▶ **REQUIRED TASKS**:
- a) Answer these about the thread on hash tables:
(i) What size, in bits, is called a good choice today for a hash function's output?
(ii) What expression is given for finding the bucket index?
(iii) What must be done when the table fills up?
- b) Can you carry on the thread on hash tables from its last line?

On 2019-05-18 17:14:59 -0500, Ron wrote:
On 5/18/19 3:49 PM, Peter J. Holzer wrote:
On 2019-05-18 15:19:22 -0500, Ron wrote:
On 5/18/19 2:27 PM, Peter J. Holzer wrote:
On 2019-05-18 10:49:53 -0700, David G. Johnston wrote:
You don’t perform math on a hash
That's not generally true. Hashes are used for further computation for
example in hash tables or in cryptography.How is it "using math" to use a hash key in a hash lookup table?
hash modulo table size.
I've seen that used when the tablespace is pre-allocated, and you hash modulo
the tablespace page number. (Yes, performance tanks when you start filling up
pages.) How do you hash on the (ever growing) table size?
The hash function returns a number in a range much larger than the
possible number of buckets. 64 bits is a good choice today.
To determine the bucket you need to reduce this number to something in
the range [0, nr_buckets). This is where modulo comes in:
i = h % nr_buckets
If the the table fills up, you increase nr_buckets, reallocate and
rehash all entries.
(If nr_buckets is a power of two, the modulo operation can be
efficiently implemented by using bitwise and)
hp
--
_ | Peter J. Holzer | we build much bigger, better disasters now
|_|_) | | because we have much more sophisticated
| | | hjp@hjp.at | management tools.

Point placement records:

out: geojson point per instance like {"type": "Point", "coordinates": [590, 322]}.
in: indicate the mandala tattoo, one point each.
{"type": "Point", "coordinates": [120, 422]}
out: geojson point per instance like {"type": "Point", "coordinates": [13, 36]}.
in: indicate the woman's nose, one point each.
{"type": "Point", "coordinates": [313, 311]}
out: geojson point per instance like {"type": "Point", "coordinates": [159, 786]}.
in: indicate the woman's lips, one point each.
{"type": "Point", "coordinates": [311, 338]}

▶ **EXPECTED ANSWERS**:
- a)
(i) 64 bits
(ii) i = h % nr_buckets
(iii) Increase nr_buckets, reallocate, and rehash all entries.

- b)
__/ | http://www.hjp.at/ | -- Ross Anderson <https://www.edge.org/>
On 5/18/19 5:39 PM, Peter J. Holzer wrote:
On 2019-05-18 17:14:59 -0500, Ron wrote:
On 5/18/19 3:49 PM, Peter J. Holzer wrote:
On 2019-05-18 15:19:22 -0500, Ron wrote:
On 5/18/19 2:27 PM, Peter J. Holzer wrote:
On 2019-05-18 10:49:53 -0700, David G. Johnston wrote:
You don’t perform math on a hash
That's not generally true. Hashes are used for further computation for
example in hash tables or in cryptography.How is it "using math" to use a hash key in a hash lookup table?
hash modulo table size.
I've seen that used when the tablespace is pre-allocated, and you hash modulo
the tablespace page number. (Yes, performance tanks when you start filling up
pages.) How do you hash on the (ever growing) table size?The hash function returns a number in a range much larger than the
possible number of buckets. 64 bits is a good choice today.To determine the bucket you need to reduce this number to something in
the range [0, nr_buckets). This is where modulo comes in:i = h % nr_buckets
If the the table fills up, you increase nr_buckets, reallocate and
rehash all entries.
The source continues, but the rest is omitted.